Text for analysis -
▽
A super simple and nutrient-dense dish: the massaged kale salad.
Meet my favorite way to eat raw kale–the massaged kale salad. I bet that title caught your attention! Massaged Kale Salad is one of my weekly, if not daily, go-to salad recipes. It’s full of fiber, nutrients, and antioxidants and is incredibly satisfying from the king green itself, kale. This recipe is super simple, made from only very few clean ingredients. But what does it mean when it’s “massaged?” Read on for what I mean, plus how to make this delicious (and nutrient-packed) meal.
What’s a Massaged Kale Salad and Why Do You Massage It?
△
Tasks and exercises -
a. Answer these questions using the passage on massaged kale salad:
(i) What two words does the opening line use to describe the dish?
(ii) How often does the writer turn to Massaged Kale Salad?
(iii) What does the passage call kale?
b. Print the stretch of the passage on massaged kale salad from "Meet my favorite" through "You Massage It?".
The records come from a separate source.

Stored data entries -
▽
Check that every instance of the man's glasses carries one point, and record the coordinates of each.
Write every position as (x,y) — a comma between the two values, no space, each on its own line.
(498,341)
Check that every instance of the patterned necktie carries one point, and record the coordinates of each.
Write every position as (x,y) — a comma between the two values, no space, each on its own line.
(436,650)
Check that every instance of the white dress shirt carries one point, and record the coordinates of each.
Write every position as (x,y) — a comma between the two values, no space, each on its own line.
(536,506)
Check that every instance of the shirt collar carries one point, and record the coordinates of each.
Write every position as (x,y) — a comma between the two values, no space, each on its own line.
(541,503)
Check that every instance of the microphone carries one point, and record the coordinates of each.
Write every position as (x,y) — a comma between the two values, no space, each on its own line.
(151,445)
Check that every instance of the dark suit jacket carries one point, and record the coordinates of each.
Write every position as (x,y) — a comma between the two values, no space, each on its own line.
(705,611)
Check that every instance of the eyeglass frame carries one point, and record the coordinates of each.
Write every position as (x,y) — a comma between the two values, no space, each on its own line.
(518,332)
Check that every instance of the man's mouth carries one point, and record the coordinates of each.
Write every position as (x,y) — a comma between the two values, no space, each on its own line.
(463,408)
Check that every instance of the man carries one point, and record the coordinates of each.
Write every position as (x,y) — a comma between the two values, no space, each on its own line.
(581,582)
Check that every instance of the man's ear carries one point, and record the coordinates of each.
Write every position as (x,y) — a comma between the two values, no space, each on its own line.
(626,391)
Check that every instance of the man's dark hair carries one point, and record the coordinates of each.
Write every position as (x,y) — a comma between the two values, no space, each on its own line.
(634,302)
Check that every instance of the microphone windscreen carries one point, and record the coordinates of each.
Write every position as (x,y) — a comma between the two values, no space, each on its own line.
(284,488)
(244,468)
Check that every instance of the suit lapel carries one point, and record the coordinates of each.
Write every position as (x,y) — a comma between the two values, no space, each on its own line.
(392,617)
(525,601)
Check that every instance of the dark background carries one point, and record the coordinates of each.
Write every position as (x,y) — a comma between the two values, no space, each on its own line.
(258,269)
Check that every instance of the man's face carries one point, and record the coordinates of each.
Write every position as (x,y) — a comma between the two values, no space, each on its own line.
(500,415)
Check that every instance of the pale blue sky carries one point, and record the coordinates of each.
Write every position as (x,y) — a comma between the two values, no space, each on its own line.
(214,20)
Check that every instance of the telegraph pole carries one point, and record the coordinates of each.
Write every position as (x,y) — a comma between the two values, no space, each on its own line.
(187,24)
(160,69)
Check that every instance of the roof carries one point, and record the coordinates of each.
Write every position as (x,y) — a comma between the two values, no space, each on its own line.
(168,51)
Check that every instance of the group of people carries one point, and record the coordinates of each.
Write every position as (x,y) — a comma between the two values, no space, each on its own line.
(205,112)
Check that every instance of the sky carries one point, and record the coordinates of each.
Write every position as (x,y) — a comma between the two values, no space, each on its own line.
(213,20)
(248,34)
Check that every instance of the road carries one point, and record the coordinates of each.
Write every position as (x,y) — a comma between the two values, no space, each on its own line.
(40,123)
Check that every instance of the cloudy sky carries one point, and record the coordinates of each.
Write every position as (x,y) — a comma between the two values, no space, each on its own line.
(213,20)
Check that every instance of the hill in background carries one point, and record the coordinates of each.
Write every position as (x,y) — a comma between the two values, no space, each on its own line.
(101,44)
△
Solutions below -
a.
(i) Super simple and nutrient-dense.
(ii) Weekly, if not daily.
(iii) The king green.

b.
Meet my favorite way to eat raw kale–the massaged kale salad. I bet that title caught your attention! Massaged Kale Salad is one of my weekly, if not daily, go-to salad recipes. It’s full of fiber, nutrients, and antioxidants and is incredibly satisfying from the king green itself, kale. This recipe is super simple, made from only very few clean ingredients. But what does it mean when it’s “massaged?” Read on for what I mean, plus how to make this delicious (and nutrient-packed) meal.
What’s a Massaged Kale Salad and Why Do You Massage It?